Exercise text =>
Fad diets and nutritional theories come and go. New years resolutions fade. Why is it so hard to keep the momentum going and actually eat a healthy diet? Part of the problem lies with the opposing messages on diet, nutrition and health given by media, doctors, corporations and even nutrition experts. You can’t eat healthy if you don’t know what healthy is! High-fat/No-fat; Gluten or No gluten; Zero Carbs/High carb diet: nutrition is a merry-go round of contradiction.
The fad diets, research and data miss two key components that I believe are the most essential aspects of health eating – Awareness & Individuality.
Everyone is different, requiring their own formula of macro and micronutrients. Yes, there are baselines to prevent malnutrition and defiency, but some people require more fat or protein, while others thrive on carbohydrates. With awareness you can find the right way to eat FOR YOU. Being aware means you are more tuned into your individuality and the nutrients/foods your body craves.
Despite all the confusions in the nutrition world, there are a few facts, which are agreed upon:
- Processed foods are not a nutrient steady source of fuel. Devoid of most nutrients (except those fortified), they often zap your energy, disturb blood sugar balance, steal your nutrients and lead to inflammation.
- Fruits and vegetables should be a significant part of your diet. They give you energy, nutrients, and fight inflammation.
- Sugar is inflammatory and can lead to various chronic illnesses; therefore sweets and sodas should be limited.

Extracted records =>
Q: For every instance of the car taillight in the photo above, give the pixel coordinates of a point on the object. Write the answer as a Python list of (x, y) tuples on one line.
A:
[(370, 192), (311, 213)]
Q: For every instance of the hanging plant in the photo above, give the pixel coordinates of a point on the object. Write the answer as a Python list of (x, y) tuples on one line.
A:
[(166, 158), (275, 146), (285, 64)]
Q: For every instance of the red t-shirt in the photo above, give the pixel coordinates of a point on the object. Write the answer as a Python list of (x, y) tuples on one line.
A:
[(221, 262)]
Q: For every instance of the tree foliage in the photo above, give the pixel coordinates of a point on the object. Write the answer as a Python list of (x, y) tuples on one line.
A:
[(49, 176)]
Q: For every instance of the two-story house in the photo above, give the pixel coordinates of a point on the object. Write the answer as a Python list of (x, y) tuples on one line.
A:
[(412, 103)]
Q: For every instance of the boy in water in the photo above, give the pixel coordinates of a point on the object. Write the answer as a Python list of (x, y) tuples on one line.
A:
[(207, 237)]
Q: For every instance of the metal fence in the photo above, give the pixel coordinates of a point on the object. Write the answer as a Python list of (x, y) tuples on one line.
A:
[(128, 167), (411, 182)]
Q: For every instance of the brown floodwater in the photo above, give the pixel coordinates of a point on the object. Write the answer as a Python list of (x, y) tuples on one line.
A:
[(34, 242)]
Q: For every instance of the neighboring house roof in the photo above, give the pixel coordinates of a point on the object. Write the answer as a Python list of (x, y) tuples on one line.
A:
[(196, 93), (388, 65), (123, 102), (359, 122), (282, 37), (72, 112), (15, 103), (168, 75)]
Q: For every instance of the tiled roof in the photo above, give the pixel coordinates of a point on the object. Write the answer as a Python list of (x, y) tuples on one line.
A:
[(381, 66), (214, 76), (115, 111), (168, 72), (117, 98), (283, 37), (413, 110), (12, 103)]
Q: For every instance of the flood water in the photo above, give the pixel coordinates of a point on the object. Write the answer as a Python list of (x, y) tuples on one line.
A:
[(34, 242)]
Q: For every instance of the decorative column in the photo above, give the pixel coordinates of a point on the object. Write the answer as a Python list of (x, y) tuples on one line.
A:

Requirement => Carry on the piece about healthy eating, starting right after its last sentence. You won't need the records for this.

Output =>
- Filtered water should be your main beverage.
- Late night eating (especially processed foods) will pack on the weight.
Taking out these five main health disruptors, the next step is to develop awareness and figure out what works for you.
- Listen to your body. Start to check in with your cravings, digestive system and any distress symptoms you may regularly have (headaches, runny nose, congestion, constipation, etc.). There are messages from your body your balance is off. Using a food log can be helpful in identifying any trigger foods. However, the imbalance could also come from stress, lack of sleep, environment, or lack of exercise.
- Take small steps. Awareness must be cultivated. Write down one health-promoting positive habit every week to add onto your existing habits. For example, after you wake up in the morning, drink a glass of water. Making this small change hydrates you and helps flush out any toxins accumulated overnight.
- Slow down, sit down, and chew. It is so important to take time to connect with your food. Digestion begins in the mouth as the body creates saliva and enzymes to start breaking down your food. Swallowing unchewed pieces of food will only put stress on your digestive system, leaving you with bloat, acid reflux and gas. In fact, many of these digestive issues are solved by sitting down and chewing.
- Check your sleep patterns. Do you stay up late and have a hard time waking up in the morning? Are you sleeping well at night? Sleep is incredibly important for blood sugar management, detoxification and inflammation control. Trouble sleeping can indicate imbalance. Making an effort to wind down each night can help with improved sleep quality and quantity.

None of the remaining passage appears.